## JOB:
Copy the records below word for word, starting at their first line and ending with the line that contains "column 423, row 712". Leave the pictures out of your copy.

## RECORDS TO PROCESS:

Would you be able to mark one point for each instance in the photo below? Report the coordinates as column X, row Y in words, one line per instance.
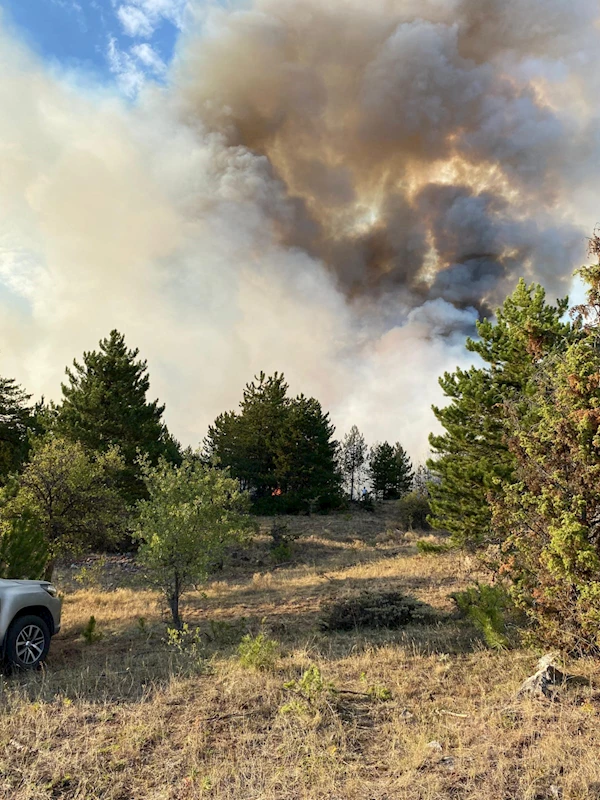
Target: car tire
column 27, row 642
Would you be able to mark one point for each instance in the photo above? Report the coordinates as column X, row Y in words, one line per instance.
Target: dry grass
column 127, row 718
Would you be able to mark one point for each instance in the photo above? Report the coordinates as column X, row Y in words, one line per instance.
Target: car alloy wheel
column 29, row 645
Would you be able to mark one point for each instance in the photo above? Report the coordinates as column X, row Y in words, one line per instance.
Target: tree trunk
column 49, row 569
column 173, row 600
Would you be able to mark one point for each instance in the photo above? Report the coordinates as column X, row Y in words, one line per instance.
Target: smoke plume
column 332, row 188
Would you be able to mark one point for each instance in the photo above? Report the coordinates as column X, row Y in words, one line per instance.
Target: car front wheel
column 27, row 642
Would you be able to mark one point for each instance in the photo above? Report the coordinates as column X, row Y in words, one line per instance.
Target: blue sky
column 126, row 42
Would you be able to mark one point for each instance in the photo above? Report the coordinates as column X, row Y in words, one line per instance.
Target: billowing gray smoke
column 418, row 144
column 332, row 188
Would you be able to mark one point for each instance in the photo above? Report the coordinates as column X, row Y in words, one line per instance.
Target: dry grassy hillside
column 423, row 712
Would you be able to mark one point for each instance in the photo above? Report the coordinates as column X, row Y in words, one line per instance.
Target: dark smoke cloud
column 332, row 188
column 411, row 157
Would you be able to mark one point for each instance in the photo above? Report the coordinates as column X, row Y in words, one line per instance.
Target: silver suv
column 29, row 617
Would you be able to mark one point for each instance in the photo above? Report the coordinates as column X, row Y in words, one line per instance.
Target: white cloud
column 135, row 21
column 142, row 17
column 148, row 56
column 130, row 76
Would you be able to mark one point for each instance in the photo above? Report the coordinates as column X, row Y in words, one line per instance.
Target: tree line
column 100, row 470
column 517, row 465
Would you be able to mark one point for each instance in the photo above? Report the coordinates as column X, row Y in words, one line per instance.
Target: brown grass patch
column 127, row 718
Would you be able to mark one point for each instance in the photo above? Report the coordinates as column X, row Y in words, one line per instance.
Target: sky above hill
column 334, row 189
column 120, row 43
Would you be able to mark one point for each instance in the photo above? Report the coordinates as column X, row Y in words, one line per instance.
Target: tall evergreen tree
column 104, row 405
column 548, row 513
column 390, row 471
column 306, row 463
column 280, row 449
column 471, row 457
column 404, row 470
column 353, row 455
column 247, row 442
column 16, row 419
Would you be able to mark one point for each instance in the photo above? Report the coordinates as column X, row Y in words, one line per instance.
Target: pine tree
column 404, row 472
column 382, row 471
column 353, row 455
column 247, row 442
column 471, row 457
column 549, row 511
column 16, row 419
column 280, row 449
column 104, row 405
column 306, row 463
column 70, row 494
column 390, row 471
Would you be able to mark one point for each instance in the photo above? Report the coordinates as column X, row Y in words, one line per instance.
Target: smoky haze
column 411, row 153
column 332, row 189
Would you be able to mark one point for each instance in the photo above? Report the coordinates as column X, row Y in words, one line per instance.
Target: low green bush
column 258, row 652
column 432, row 548
column 489, row 608
column 413, row 510
column 373, row 610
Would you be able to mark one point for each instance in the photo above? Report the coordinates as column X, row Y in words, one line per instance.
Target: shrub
column 373, row 610
column 91, row 633
column 258, row 652
column 432, row 548
column 23, row 550
column 187, row 643
column 281, row 545
column 413, row 510
column 193, row 513
column 487, row 608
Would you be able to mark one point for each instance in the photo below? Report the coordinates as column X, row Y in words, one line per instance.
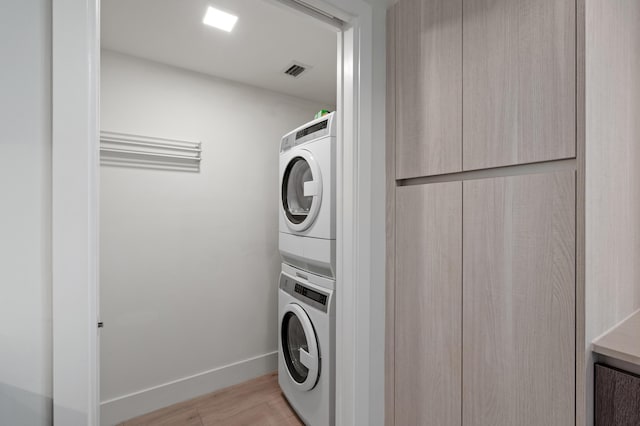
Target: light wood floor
column 256, row 402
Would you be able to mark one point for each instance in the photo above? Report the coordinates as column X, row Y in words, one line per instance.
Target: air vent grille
column 295, row 70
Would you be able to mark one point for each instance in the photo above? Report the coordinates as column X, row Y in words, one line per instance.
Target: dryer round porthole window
column 301, row 187
column 299, row 347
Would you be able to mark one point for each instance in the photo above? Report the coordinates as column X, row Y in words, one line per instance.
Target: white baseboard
column 126, row 407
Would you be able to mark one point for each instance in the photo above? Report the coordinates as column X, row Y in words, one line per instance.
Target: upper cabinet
column 519, row 81
column 428, row 87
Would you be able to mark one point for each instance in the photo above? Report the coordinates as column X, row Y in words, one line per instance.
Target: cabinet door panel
column 428, row 305
column 519, row 301
column 429, row 87
column 519, row 81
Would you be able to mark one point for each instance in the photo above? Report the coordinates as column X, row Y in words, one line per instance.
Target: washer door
column 299, row 347
column 301, row 191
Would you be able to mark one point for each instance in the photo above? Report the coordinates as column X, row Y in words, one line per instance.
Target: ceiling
column 266, row 39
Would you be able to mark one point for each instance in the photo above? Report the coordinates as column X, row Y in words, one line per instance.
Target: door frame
column 360, row 209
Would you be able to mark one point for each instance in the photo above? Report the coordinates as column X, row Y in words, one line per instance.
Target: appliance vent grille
column 295, row 70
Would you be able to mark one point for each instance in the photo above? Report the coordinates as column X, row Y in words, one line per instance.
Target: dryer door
column 301, row 191
column 299, row 347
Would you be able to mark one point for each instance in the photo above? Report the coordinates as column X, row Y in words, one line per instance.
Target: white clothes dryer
column 308, row 196
column 306, row 348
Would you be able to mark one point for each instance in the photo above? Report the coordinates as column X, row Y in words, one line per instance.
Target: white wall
column 189, row 261
column 25, row 213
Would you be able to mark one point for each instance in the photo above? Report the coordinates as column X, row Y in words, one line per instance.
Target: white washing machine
column 308, row 196
column 306, row 349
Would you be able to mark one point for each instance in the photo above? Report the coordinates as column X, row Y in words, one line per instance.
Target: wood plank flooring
column 256, row 402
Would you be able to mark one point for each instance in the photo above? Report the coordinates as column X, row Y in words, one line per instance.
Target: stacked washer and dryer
column 306, row 299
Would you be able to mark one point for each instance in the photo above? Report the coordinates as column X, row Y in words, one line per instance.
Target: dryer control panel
column 316, row 129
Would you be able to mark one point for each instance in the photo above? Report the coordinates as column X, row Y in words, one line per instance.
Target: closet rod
column 148, row 154
column 163, row 145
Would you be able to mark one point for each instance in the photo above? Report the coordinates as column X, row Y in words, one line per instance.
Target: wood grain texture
column 519, row 301
column 256, row 402
column 617, row 397
column 389, row 370
column 519, row 81
column 428, row 305
column 612, row 179
column 429, row 87
column 581, row 354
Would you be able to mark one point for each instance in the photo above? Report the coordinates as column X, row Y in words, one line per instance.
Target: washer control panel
column 304, row 293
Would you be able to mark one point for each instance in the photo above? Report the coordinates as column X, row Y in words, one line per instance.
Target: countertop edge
column 622, row 342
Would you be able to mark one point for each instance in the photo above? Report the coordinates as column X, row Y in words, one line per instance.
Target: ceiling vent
column 295, row 69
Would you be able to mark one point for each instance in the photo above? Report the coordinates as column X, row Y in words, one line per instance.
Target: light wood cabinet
column 550, row 242
column 519, row 63
column 428, row 58
column 428, row 309
column 519, row 300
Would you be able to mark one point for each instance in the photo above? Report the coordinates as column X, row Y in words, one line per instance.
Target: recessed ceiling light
column 219, row 19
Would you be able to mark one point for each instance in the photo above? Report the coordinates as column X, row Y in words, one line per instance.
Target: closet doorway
column 76, row 52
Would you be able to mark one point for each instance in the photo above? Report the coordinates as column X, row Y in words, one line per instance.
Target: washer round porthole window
column 294, row 340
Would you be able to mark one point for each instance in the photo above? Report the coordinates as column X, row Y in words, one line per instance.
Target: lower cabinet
column 519, row 301
column 485, row 302
column 428, row 311
column 617, row 397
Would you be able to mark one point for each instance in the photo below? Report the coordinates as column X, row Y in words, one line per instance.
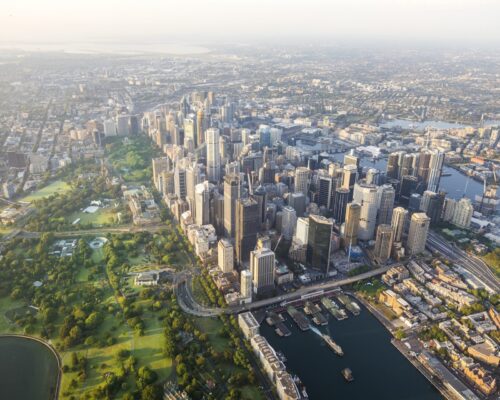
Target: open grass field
column 49, row 190
column 103, row 216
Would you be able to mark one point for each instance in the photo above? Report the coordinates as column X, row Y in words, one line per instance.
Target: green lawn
column 103, row 216
column 49, row 190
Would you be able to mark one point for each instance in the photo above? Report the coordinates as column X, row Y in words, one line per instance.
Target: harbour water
column 28, row 370
column 380, row 371
column 455, row 185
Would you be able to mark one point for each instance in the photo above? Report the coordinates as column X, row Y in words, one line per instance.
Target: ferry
column 347, row 374
column 334, row 346
column 334, row 309
column 351, row 305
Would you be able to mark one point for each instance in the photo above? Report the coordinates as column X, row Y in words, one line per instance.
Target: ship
column 351, row 305
column 333, row 308
column 347, row 374
column 334, row 346
column 299, row 318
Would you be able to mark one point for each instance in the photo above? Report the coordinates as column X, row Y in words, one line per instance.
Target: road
column 471, row 263
column 189, row 305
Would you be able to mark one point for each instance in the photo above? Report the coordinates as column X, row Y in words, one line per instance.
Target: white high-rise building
column 262, row 268
column 213, row 154
column 435, row 170
column 398, row 222
column 302, row 180
column 302, row 232
column 225, row 255
column 417, row 235
column 463, row 213
column 386, row 195
column 246, row 284
column 202, row 203
column 109, row 128
column 122, row 125
column 288, row 222
column 366, row 195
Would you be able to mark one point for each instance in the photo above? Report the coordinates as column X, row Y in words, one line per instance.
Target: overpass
column 190, row 306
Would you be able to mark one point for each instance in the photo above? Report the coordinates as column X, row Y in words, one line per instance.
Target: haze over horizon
column 452, row 22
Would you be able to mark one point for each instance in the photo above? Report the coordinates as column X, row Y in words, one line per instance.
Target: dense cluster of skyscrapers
column 249, row 186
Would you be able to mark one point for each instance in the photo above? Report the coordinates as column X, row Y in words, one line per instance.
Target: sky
column 215, row 21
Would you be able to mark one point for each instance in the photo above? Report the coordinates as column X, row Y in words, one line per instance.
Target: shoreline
column 47, row 345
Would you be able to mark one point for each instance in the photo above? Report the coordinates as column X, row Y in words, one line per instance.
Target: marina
column 350, row 304
column 334, row 309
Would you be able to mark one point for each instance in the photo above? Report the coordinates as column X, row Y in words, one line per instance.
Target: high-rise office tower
column 417, row 235
column 122, row 125
column 423, row 170
column 247, row 213
column 426, row 199
column 302, row 232
column 213, row 155
column 398, row 223
column 302, row 180
column 435, row 207
column 367, row 196
column 200, row 126
column 202, row 201
column 414, row 202
column 393, row 165
column 288, row 222
column 246, row 284
column 436, row 168
column 386, row 195
column 262, row 268
column 225, row 256
column 383, row 243
column 448, row 209
column 351, row 226
column 463, row 213
column 340, row 201
column 231, row 188
column 349, row 177
column 190, row 130
column 319, row 243
column 373, row 176
column 180, row 182
column 298, row 202
column 325, row 190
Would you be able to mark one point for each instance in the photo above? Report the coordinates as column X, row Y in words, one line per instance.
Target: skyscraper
column 351, row 226
column 463, row 213
column 367, row 196
column 319, row 242
column 386, row 196
column 383, row 243
column 288, row 222
column 436, row 168
column 340, row 201
column 225, row 255
column 417, row 235
column 213, row 155
column 302, row 180
column 398, row 222
column 202, row 201
column 247, row 213
column 231, row 187
column 262, row 269
column 246, row 283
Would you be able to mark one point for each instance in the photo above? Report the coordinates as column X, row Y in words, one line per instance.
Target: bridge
column 189, row 305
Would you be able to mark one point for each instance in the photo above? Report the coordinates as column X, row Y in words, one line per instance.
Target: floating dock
column 276, row 320
column 333, row 309
column 351, row 305
column 299, row 318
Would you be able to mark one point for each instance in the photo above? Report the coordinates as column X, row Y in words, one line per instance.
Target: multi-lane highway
column 474, row 265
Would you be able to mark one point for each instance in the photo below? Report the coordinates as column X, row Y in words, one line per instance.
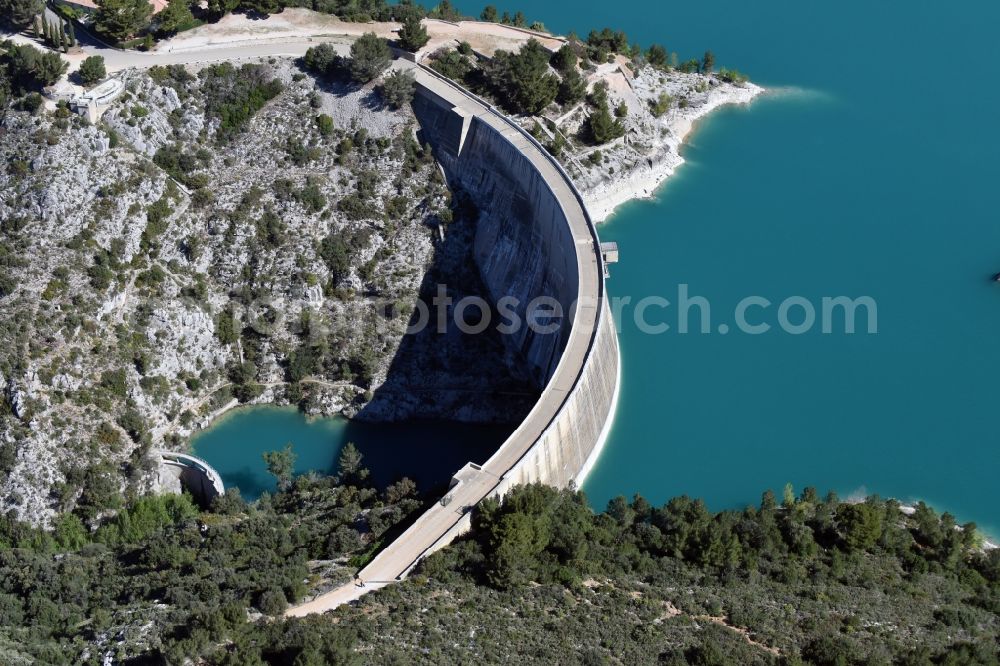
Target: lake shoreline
column 643, row 180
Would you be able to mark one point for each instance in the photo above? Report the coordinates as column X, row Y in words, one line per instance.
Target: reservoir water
column 427, row 452
column 871, row 171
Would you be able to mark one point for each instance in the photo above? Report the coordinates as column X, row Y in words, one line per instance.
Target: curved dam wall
column 534, row 239
column 524, row 247
column 193, row 474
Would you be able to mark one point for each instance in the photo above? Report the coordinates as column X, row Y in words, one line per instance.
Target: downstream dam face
column 534, row 239
column 535, row 246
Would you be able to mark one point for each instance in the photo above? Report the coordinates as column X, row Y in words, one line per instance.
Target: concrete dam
column 534, row 238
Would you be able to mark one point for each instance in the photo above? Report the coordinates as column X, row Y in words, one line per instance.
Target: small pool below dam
column 426, row 451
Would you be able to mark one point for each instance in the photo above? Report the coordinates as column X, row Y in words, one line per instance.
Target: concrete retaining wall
column 527, row 246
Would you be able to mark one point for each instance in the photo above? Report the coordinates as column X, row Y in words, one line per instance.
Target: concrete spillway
column 534, row 239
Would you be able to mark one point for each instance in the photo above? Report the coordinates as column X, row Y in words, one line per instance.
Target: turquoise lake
column 871, row 171
column 427, row 452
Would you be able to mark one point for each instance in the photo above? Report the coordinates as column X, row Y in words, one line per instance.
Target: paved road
column 439, row 523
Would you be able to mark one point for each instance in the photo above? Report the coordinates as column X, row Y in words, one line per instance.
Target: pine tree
column 413, row 35
column 708, row 63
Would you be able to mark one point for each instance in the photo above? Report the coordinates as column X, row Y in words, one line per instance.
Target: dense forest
column 541, row 578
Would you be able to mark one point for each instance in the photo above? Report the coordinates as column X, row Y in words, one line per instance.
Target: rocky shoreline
column 634, row 166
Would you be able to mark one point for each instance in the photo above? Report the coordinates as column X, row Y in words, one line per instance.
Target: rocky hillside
column 234, row 234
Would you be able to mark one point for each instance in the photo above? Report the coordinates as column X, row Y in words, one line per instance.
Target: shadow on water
column 449, row 397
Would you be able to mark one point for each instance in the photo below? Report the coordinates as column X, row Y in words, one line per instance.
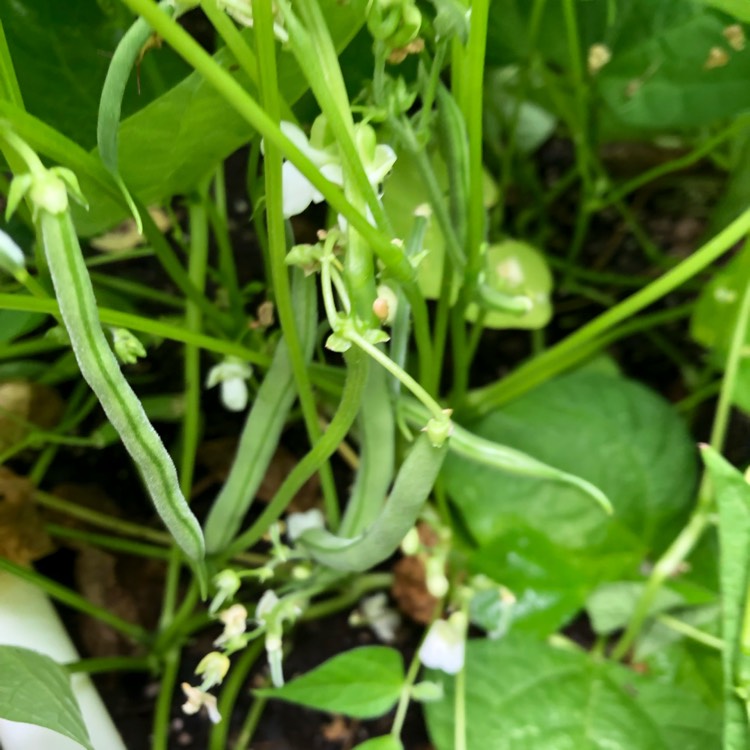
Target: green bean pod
column 102, row 372
column 263, row 427
column 377, row 430
column 411, row 489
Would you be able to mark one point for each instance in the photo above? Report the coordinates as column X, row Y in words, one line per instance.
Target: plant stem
column 277, row 249
column 547, row 364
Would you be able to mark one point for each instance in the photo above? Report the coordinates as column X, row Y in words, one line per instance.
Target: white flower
column 232, row 374
column 12, row 259
column 375, row 612
column 235, row 623
column 298, row 523
column 298, row 191
column 197, row 699
column 214, row 667
column 445, row 644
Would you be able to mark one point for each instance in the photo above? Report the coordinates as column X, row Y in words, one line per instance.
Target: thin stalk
column 405, row 697
column 104, row 541
column 689, row 631
column 230, row 691
column 278, row 248
column 249, row 110
column 546, row 365
column 75, row 601
column 250, row 724
column 144, row 325
column 701, row 517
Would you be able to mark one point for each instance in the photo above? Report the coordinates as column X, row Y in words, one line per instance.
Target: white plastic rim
column 28, row 619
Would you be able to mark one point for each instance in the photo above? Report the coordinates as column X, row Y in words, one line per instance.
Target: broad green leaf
column 690, row 666
column 732, row 493
column 548, row 582
column 737, row 8
column 60, row 53
column 667, row 81
column 522, row 694
column 34, row 689
column 363, row 683
column 381, row 743
column 611, row 431
column 611, row 605
column 175, row 141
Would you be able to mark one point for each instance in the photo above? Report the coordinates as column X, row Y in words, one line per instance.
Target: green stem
column 405, row 697
column 700, row 520
column 277, row 249
column 319, row 453
column 689, row 631
column 230, row 691
column 249, row 110
column 547, row 364
column 75, row 601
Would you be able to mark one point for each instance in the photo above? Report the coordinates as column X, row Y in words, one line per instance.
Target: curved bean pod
column 376, row 456
column 263, row 427
column 410, row 491
column 101, row 371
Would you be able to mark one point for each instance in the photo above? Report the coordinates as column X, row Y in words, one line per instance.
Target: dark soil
column 610, row 247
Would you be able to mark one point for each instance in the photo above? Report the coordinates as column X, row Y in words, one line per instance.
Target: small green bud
column 440, row 429
column 127, row 346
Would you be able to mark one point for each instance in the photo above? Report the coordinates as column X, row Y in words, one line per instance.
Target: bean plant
column 584, row 564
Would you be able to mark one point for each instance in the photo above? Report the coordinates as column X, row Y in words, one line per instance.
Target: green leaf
column 34, row 689
column 362, row 683
column 613, row 432
column 522, row 694
column 664, row 81
column 381, row 743
column 737, row 8
column 611, row 605
column 733, row 499
column 548, row 582
column 60, row 53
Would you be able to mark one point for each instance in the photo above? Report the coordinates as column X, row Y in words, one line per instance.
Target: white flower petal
column 298, row 192
column 11, row 256
column 385, row 158
column 234, row 394
column 298, row 523
column 444, row 647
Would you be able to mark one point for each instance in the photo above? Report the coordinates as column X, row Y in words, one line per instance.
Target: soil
column 662, row 211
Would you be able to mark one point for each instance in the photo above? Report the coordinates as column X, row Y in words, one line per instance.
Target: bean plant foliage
column 441, row 350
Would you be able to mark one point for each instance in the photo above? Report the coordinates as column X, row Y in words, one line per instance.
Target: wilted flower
column 232, row 374
column 444, row 645
column 197, row 699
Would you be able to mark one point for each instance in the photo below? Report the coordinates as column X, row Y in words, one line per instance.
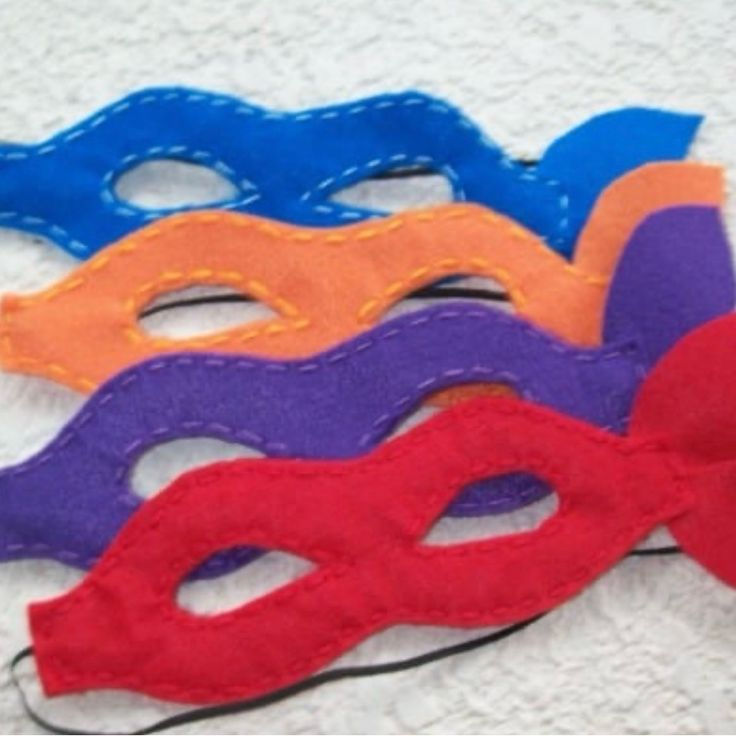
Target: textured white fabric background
column 651, row 646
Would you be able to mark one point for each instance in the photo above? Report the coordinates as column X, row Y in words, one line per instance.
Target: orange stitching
column 372, row 307
column 296, row 320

## EXERCISE ANSWER:
Would you be able to mark one point for each instance in the photo below? Report the coordinates as column X, row Y in words, one line per instance.
Target: car tire
column 27, row 642
Would you be able to mark one point for each instance in the photo above? Report the coordinates as column X, row Y in words, one line per instance.
Target: dry grass
column 127, row 718
Would you be able to mark one point for each instance in the photo above? Report the coordinates as column X, row Y in words, one line per instance.
Target: car alloy wheel
column 29, row 645
Would you be able to mark one point for each instance in the photo above? Report the coordinates as column X, row Y in words, one line per instance.
Target: tree trunk
column 49, row 569
column 173, row 600
Would you be able to mark one point for each instance in the photo above? Report the coordinates as column X, row Y in words, one line per instance.
Target: smoke plume
column 332, row 188
Would you be able to mark one point for each instance in the photo above? Report the coordinates as column X, row Y in words, one line per instance.
Target: car front wheel
column 27, row 642
Would you be able to mark one point for each instance in the photo above? Report the coordinates as column X, row Y in words, one line per instance.
Target: blue sky
column 126, row 42
Would you be able to mark one point for each instance in the photo above? Report the coordinates as column X, row Y in words, one line per instance.
Target: billowing gray smoke
column 418, row 144
column 332, row 188
Would you be able to mark one point for each instance in the photo above? Report the coordinates as column X, row Y in words, one line per instance.
Target: dry grassy hillside
column 423, row 712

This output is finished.